» Text for analysis:
>>>

Pecan-rich diet significantly improved insulin sensitivity in adults who are overweight or obese.

A new study published in Nutrients shows that eating just 1.5 ounces of pecans – one small handful – every day may protect adults at risk for developing cardiovascular disease (CVD) and type 2 diabetes (T2D). Conducted by researchers at the Jean Mayer USDA Human Nutrition Research Center on Aging at Tufts University, this study found that incorporating pecans into a typical American diet significantly improved insulin sensitivity and had a significant effect on markers of cardiometabolic disease in otherwise healthy overweight and obese adults with excess belly fat.

While a growing body of evidence has linked tree nuts such as pecans to reduced risk of CVD, this is the first study to look at the effects of pecan consumption on factors other than blood lipid levels and specifically those related to T2D. Obesity is a risk factor for T2D, and both obesity and T2D increase CVD risk.

"Pecans are naturally high in monounsaturated and polyunsaturated fats, so replacing a portion of the saturated fat in the diet with these healthier fats can explain some of the cardio-protective effects we observed," said lead researcher, Diane McKay, Ph.D. "But pecans also contain a number of bioactive plant compounds as well as vitamins and essential minerals that all likely contributed to this benefit. What's really interesting is that just one small change - eating a handful of pecans daily - may have a large impact on the health of these at-risk adults."

In this placebo-controlled crossover study of 26 men and women (average age 59 years), all meals were provided to carefully control their food intake. For four weeks at a time, subjects ate either a control diet with no nuts or the same diet with pecans substituted for 15% of the total calories. Both the control diet and the pecan-rich diet were low in fruits, vegetables and fibre. Calorie levels, as well as protein, carbohydrate, and total fat, were kept the same.

The study entitled "A Pecan-Rich Diet Improves Cardiometabolic Risk Factors in Overweight and Obese Adults: A Randomized Controlled Trial" is available online and will be presented at the American Society for Nutrition Annual Conference, Nutrition 2018 held in Boston this June. The study was funded by the National Pecan Shellers Association.

<<<

» Data:
>>>

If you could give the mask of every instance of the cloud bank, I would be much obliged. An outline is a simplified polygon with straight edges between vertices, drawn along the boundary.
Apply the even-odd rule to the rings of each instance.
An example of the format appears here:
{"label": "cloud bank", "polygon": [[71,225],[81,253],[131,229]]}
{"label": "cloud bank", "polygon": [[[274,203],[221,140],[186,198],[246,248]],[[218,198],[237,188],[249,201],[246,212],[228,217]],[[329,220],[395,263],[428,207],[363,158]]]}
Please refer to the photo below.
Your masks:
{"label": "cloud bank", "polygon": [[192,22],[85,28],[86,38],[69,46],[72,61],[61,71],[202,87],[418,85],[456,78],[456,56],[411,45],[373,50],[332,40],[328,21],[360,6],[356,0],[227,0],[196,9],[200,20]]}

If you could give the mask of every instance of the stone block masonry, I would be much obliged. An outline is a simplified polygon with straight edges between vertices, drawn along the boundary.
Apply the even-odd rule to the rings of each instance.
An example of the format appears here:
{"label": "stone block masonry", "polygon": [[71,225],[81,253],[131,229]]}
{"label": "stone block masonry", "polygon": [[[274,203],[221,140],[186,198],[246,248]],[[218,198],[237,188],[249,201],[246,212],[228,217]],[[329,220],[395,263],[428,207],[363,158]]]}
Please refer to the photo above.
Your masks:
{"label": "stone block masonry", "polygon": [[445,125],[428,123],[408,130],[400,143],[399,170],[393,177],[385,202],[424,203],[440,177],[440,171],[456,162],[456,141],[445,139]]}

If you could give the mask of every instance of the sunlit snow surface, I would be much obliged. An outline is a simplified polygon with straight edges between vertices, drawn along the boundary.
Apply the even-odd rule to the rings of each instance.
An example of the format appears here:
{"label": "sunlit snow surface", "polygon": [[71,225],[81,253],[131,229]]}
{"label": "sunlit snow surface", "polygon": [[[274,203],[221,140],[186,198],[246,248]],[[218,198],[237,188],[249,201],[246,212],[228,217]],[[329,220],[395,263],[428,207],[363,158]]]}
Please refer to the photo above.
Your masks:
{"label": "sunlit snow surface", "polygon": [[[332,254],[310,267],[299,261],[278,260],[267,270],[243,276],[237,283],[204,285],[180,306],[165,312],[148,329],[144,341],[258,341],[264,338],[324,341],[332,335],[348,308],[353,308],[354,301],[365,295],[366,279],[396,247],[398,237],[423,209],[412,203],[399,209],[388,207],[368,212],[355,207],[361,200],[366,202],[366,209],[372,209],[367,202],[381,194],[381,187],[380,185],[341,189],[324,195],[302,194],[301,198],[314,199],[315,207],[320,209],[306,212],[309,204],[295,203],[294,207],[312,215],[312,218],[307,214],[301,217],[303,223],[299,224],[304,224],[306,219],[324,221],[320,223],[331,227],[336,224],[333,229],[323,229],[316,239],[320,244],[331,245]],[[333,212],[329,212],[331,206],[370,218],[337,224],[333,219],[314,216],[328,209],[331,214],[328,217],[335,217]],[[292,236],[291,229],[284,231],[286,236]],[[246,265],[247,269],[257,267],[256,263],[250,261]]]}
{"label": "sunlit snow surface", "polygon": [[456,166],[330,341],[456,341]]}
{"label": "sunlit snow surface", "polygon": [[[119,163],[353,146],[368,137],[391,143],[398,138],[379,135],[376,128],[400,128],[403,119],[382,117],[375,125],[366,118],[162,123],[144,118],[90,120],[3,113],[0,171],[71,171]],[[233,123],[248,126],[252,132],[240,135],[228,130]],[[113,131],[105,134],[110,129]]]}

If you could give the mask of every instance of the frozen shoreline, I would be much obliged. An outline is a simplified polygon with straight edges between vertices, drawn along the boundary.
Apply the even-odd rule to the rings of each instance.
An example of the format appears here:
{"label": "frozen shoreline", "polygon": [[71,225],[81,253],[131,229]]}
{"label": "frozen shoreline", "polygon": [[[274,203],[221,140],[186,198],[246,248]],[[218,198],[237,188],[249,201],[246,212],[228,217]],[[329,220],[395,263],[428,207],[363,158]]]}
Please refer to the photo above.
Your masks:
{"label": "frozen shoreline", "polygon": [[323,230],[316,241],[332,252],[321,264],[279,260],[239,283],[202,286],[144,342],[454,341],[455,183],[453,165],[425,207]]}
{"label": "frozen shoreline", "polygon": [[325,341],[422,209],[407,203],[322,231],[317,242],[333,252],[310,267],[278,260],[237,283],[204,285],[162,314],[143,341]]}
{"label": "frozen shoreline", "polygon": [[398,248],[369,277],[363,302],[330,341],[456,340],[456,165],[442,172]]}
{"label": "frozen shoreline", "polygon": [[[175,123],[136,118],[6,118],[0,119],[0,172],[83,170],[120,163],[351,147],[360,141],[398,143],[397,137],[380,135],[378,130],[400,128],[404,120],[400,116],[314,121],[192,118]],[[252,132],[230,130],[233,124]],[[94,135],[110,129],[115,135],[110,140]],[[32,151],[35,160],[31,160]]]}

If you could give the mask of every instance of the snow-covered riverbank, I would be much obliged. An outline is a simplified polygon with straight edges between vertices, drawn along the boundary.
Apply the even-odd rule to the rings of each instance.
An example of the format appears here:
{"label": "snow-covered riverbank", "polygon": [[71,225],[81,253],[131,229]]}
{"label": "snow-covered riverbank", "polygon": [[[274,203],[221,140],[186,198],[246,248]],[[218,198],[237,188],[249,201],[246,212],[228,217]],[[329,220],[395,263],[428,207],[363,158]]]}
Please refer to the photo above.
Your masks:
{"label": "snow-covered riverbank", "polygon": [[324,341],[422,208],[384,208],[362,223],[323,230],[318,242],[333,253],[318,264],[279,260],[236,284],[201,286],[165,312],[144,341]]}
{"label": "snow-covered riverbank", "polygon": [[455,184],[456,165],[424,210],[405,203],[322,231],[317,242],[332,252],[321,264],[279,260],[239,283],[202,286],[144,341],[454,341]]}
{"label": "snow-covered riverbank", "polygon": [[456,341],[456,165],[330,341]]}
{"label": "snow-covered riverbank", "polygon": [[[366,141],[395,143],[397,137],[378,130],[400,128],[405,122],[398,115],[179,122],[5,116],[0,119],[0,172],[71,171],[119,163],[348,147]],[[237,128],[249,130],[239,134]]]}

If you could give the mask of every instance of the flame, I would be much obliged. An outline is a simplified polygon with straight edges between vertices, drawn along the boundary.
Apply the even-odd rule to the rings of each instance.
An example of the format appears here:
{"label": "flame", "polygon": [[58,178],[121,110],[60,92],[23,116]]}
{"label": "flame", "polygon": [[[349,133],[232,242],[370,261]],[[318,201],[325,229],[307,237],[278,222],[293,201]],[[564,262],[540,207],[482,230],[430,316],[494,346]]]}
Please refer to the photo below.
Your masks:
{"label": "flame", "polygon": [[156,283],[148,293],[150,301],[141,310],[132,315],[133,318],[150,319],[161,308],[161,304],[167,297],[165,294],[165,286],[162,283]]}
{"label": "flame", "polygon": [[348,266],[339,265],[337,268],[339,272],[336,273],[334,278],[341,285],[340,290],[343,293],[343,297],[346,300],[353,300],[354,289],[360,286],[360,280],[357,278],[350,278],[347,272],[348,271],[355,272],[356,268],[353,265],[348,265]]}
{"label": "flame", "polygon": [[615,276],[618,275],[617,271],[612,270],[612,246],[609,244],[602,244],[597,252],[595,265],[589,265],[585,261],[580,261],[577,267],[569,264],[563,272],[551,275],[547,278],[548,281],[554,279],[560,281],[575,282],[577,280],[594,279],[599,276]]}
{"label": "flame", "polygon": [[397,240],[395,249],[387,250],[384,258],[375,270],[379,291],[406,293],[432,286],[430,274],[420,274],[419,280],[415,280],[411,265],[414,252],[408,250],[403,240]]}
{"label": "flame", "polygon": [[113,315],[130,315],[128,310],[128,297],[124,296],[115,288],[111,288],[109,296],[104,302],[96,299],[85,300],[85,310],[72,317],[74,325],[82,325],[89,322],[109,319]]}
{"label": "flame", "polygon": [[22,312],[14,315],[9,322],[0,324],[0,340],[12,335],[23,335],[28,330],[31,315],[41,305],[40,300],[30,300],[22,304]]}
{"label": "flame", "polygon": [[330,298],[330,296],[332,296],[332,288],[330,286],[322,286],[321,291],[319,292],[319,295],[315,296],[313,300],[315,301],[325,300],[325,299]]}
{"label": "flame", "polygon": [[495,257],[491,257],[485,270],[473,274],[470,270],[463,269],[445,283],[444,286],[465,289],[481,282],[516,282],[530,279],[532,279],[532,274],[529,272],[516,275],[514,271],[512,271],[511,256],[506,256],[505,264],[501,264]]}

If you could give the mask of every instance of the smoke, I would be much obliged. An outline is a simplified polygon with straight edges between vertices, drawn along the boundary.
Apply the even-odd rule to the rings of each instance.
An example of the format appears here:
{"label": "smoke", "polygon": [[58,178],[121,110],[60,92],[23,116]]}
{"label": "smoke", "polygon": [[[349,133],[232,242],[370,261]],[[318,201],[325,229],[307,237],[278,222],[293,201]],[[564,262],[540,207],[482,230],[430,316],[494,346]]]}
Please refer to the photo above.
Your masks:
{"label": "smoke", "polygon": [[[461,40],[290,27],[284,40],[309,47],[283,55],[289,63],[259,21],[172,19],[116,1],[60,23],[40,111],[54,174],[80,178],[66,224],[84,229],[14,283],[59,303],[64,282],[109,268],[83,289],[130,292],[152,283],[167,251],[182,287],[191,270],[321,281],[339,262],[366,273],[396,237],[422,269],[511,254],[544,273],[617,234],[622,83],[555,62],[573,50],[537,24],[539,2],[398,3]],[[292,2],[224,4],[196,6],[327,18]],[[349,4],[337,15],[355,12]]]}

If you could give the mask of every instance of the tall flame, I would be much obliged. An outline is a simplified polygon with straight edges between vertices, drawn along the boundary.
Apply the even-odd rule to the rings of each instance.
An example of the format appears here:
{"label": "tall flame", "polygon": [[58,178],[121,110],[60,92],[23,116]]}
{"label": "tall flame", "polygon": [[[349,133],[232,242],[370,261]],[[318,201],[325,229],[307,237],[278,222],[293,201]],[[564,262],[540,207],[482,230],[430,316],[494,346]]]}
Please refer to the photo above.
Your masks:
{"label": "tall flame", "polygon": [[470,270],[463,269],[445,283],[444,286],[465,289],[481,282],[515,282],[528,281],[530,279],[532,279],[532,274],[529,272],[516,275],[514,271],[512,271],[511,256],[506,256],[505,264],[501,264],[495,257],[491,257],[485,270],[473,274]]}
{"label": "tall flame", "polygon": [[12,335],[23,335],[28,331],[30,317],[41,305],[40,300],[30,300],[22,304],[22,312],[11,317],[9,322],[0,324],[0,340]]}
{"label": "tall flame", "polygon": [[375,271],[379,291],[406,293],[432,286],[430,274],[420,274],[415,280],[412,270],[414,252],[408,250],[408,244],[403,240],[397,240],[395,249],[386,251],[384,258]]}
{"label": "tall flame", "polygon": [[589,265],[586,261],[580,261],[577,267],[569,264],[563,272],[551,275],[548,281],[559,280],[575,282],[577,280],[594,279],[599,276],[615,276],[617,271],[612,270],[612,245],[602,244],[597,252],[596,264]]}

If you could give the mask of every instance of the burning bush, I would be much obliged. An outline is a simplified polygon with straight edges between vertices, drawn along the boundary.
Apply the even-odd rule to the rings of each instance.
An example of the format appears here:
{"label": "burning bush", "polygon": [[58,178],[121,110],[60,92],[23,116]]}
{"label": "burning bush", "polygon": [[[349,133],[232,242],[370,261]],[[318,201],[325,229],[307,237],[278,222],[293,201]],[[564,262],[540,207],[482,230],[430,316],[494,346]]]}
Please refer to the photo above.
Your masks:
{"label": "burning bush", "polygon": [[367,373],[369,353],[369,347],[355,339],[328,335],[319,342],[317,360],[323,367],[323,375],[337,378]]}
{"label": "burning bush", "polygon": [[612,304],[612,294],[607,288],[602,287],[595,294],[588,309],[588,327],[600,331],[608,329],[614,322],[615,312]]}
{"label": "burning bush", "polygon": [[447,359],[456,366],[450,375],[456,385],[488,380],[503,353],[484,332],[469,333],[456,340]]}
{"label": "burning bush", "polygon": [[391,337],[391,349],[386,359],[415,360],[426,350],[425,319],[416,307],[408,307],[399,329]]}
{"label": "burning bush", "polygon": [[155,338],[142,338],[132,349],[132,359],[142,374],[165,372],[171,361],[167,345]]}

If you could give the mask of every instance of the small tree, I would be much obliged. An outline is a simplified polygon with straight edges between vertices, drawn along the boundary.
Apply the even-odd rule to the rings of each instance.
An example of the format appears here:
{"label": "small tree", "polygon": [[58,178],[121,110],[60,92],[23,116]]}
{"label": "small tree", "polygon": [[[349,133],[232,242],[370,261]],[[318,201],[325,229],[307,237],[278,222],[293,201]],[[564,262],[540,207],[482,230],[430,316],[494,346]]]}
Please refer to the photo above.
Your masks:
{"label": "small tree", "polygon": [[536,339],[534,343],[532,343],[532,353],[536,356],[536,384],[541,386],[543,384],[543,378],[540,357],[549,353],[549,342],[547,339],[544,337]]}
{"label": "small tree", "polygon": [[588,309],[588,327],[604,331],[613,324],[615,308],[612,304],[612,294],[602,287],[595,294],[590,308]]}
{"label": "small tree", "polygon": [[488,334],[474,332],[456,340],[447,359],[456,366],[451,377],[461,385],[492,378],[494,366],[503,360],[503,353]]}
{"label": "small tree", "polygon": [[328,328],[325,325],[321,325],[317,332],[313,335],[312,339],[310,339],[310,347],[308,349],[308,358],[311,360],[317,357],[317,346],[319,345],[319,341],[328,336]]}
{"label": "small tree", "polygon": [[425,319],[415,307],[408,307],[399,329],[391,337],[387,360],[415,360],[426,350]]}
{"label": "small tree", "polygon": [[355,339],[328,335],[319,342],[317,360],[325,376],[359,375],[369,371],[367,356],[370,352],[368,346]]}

<<<

» Task goal:
Answer these questions using the pecan article:
1. How many ounces of pecans per day does the study say may protect at-risk adults?
2. For how long at a time did subjects eat each diet?
3. Which group funded the study?

» Result of the task:
1. 1.5 ounces, or one small handful
2. Four weeks
3. The National Pecan Shellers Association